* **TEXTO DE LECTURA**:
%%

Pero la desaparición no solo se funda en esta disolución en los datos, sino también en una infantilización que se agudiza cuando la paciente es mujer y enferma: “Las enfermeras son en su mayoría genios, pero resulta peligroso obedecer a los médicos, algunos de los cuales no parecen saber lo que están haciendo. Se encariñan contigo y creen que saben mejor que tú lo que te conviene. A veces se comportan de una forma mezquina y vengativa cuando les haces una pregunta que les descoloca. Si alguna vez fuiste una adolescente rebelde, podrías confundirlos fácilmente con tu padre.”

%%

* **ORDEN DE TRABAJO 1**:
Responde estas preguntas sobre el texto acerca de la infantilización de las pacientes:
(a) ¿Cómo describe la cita a las enfermeras?
(b) ¿En qué caso se agudiza la infantilización?
(c) ¿Con quién podría confundir a los médicos alguien que fue una adolescente rebelde?
* **ORDEN DE TRABAJO 2**:
¿Concuerda cada afirmación con el texto acerca de la infantilización de las pacientes? Contesta sí o no y cita las palabras que lo deciden.
(a) La desaparición se funda únicamente en la disolución en los datos.
(b) Según la cita, obedecer a los médicos resulta peligroso.
(c) Los médicos responden siempre con calma a cualquier pregunta.
* **ORDEN DE TRABAJO 3**:
Prolonga con un párrafo el texto acerca de la infantilización de las pacientes, a partir de su última oración.

* **EXTRACTOS DE DATOS**:
%%

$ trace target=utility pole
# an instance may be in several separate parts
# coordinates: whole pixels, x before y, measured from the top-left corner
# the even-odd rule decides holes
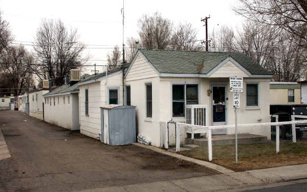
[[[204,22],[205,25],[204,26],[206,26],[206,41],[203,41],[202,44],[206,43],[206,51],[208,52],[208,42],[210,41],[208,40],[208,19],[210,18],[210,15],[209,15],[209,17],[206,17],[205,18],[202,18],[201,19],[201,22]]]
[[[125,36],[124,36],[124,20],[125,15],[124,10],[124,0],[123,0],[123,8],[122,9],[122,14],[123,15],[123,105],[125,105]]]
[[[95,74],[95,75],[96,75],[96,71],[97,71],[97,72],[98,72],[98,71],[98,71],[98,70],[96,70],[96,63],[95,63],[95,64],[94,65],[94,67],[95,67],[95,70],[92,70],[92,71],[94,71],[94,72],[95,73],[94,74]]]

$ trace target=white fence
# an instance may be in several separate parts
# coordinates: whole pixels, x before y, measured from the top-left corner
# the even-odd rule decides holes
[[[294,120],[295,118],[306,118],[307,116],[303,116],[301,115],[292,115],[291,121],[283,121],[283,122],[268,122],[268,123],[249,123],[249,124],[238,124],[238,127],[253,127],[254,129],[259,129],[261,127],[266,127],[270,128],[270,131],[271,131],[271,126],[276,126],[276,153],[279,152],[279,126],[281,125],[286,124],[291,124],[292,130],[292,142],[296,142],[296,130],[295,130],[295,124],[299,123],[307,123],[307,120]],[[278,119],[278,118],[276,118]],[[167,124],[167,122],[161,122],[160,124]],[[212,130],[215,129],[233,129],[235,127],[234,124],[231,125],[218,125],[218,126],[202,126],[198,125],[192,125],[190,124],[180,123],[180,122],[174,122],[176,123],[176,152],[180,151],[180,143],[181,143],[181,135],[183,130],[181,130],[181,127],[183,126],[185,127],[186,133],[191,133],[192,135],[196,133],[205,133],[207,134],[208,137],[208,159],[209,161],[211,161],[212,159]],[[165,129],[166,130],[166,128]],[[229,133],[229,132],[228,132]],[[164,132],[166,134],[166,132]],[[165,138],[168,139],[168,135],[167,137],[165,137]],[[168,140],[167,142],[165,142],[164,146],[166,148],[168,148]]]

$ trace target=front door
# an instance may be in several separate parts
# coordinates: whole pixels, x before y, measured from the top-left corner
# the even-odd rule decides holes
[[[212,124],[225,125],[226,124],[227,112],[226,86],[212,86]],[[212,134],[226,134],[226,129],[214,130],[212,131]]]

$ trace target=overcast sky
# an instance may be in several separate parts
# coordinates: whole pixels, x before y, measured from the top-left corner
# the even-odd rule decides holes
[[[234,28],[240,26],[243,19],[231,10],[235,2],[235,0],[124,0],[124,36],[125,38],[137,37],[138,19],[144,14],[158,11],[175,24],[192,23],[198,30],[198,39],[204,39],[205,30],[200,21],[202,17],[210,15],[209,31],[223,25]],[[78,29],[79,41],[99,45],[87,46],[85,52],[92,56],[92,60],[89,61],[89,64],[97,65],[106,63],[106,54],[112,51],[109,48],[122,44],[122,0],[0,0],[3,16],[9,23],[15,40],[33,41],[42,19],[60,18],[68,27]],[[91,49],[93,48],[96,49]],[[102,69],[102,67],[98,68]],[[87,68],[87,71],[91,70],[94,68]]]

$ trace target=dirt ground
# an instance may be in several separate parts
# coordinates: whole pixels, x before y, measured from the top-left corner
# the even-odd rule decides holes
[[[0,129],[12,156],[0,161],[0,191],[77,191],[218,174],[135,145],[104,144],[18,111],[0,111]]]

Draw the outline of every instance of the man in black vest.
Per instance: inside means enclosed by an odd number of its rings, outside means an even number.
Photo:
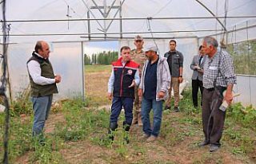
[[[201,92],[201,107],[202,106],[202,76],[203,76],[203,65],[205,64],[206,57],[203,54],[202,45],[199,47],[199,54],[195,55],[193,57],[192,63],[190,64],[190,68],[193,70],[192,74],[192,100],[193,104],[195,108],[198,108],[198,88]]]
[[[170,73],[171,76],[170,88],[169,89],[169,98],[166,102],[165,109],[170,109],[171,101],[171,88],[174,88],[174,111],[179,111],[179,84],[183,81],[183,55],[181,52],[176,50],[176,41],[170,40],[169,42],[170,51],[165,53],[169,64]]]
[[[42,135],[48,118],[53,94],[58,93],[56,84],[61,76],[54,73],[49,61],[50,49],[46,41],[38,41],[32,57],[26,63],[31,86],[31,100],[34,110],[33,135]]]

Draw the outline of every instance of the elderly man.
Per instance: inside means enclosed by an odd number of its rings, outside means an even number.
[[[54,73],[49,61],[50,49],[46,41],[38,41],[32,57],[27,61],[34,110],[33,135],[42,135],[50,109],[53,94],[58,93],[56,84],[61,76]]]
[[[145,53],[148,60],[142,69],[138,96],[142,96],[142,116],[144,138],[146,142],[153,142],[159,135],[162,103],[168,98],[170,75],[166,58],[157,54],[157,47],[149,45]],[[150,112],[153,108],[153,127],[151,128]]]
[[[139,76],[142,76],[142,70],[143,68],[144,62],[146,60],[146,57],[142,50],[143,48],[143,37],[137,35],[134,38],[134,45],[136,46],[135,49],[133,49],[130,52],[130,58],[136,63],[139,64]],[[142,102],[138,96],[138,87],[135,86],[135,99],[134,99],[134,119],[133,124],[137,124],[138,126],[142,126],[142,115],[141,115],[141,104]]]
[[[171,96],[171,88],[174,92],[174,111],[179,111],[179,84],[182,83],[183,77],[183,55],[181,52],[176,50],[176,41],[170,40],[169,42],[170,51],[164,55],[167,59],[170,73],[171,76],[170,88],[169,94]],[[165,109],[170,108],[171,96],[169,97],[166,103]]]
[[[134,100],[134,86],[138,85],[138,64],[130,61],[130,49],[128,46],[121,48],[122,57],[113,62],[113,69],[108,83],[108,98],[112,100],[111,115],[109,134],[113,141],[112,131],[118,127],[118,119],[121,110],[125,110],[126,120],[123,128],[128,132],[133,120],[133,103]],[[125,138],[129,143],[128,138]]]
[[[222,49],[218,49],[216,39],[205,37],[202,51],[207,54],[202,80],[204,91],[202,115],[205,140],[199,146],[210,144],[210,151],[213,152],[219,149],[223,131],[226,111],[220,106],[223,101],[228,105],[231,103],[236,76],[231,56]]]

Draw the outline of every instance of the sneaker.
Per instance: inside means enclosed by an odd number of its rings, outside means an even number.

%%
%%

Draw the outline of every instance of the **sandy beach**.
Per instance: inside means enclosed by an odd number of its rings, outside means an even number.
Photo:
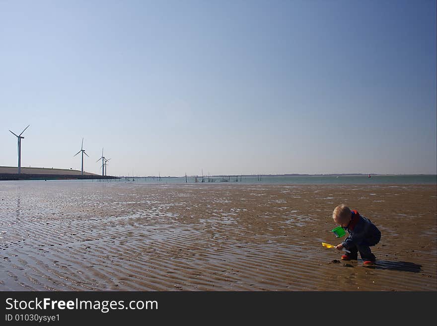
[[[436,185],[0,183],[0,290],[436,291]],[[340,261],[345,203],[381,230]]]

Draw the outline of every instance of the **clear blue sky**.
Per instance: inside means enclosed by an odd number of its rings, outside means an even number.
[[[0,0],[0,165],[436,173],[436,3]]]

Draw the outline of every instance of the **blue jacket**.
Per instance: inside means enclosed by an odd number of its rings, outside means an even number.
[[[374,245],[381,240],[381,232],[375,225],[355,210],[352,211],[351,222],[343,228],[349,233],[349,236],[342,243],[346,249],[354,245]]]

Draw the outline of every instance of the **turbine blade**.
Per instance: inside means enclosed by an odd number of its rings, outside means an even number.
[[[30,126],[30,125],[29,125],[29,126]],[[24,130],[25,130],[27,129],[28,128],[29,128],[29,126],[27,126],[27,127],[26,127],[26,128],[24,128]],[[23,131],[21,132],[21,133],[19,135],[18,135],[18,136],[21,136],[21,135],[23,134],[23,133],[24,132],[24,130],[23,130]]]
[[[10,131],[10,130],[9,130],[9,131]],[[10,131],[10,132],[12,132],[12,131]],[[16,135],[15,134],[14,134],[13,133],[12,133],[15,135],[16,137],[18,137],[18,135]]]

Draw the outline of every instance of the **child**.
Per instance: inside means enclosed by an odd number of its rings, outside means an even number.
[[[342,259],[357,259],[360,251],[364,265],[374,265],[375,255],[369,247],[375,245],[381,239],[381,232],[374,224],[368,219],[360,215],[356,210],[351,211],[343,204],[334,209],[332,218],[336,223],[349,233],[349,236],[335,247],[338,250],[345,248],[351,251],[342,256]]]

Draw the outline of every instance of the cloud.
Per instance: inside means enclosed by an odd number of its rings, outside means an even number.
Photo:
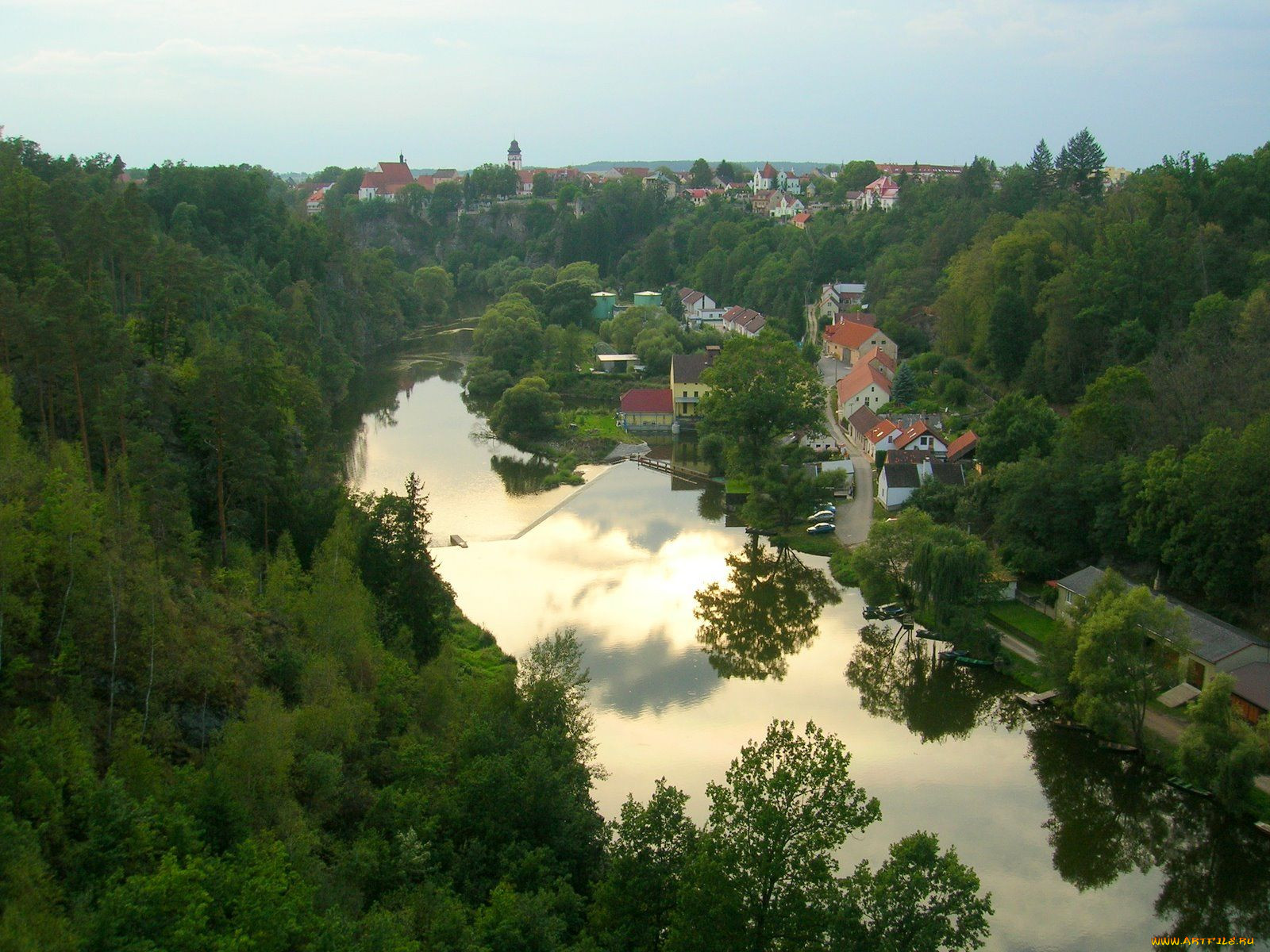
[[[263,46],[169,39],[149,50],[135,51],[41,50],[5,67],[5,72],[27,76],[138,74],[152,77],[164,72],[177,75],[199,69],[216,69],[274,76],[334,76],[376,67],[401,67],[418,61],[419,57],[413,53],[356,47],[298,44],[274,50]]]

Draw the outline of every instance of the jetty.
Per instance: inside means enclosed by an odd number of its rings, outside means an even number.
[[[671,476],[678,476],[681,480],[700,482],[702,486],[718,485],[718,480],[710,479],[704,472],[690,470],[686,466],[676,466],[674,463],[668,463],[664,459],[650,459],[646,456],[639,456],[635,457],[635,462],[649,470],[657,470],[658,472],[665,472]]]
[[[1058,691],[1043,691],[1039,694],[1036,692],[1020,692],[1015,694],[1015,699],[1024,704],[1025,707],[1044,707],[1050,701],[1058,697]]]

%%

* **RESPUESTA 1**:
(a) Como "en su mayoría genios".
(b) Cuando la paciente es mujer y enferma.
(c) Con su padre.

* **RESPUESTA 2**:
(a) No: "la desaparición no solo se funda en esta disolución en los datos".
(b) Sí: "resulta peligroso obedecer a los médicos".
(c) No: "A veces se comportan de una forma mezquina y vengativa cuando les haces una pregunta que les descoloca".

* **RESPUESTA 3**:
La autora denuncia un sistema paternalista que silencia a la paciente y le niega la posibilidad de decidir sobre su propia vida. Boyer rompe una lanza a favor de quienes tienen el valor de hacer la elección más difícil y polémica: la muerte. Renunciar al tratamiento y dejar que la enfermedad siga su curso es juzgado socialmente como un acto de cobardía y a quien se atreve a tomar ese camino se le condena poco menos que al ostracismo: “Hay quienes por miedo, costumbre, desinformación o presión social se someten a quimioterapia incluso en circunstancias en las que no tiene ninguna utilidad médica particular ni ciencia que la respalde. Es como si el mundo estuviera cautivado por los ritos impíos de la sala de infusión y por los melodramas de la pérdida de pelo, las extremidades atrofiadas, las mujeres consumidas.
El hechizo cultural de la quimioterapia es tan extenso que ciertas personas sin cáncer a veces ven a los pacientes que deciden renunciar a ella como una excusa para abandonarlos. «Perdí un montón de amigos», dijo Acker, que «no podían soportar verlo».”
Aquí estamos, aquí estoy, sola, yo misma, la mitad de mi caída, la mitad de nosotras desaparecida, y todas nosotras como fantasmas o las que no mueren o las que desmueren, la mitad de nosotras muertas y la mitad de mi misma olvidada o perdida.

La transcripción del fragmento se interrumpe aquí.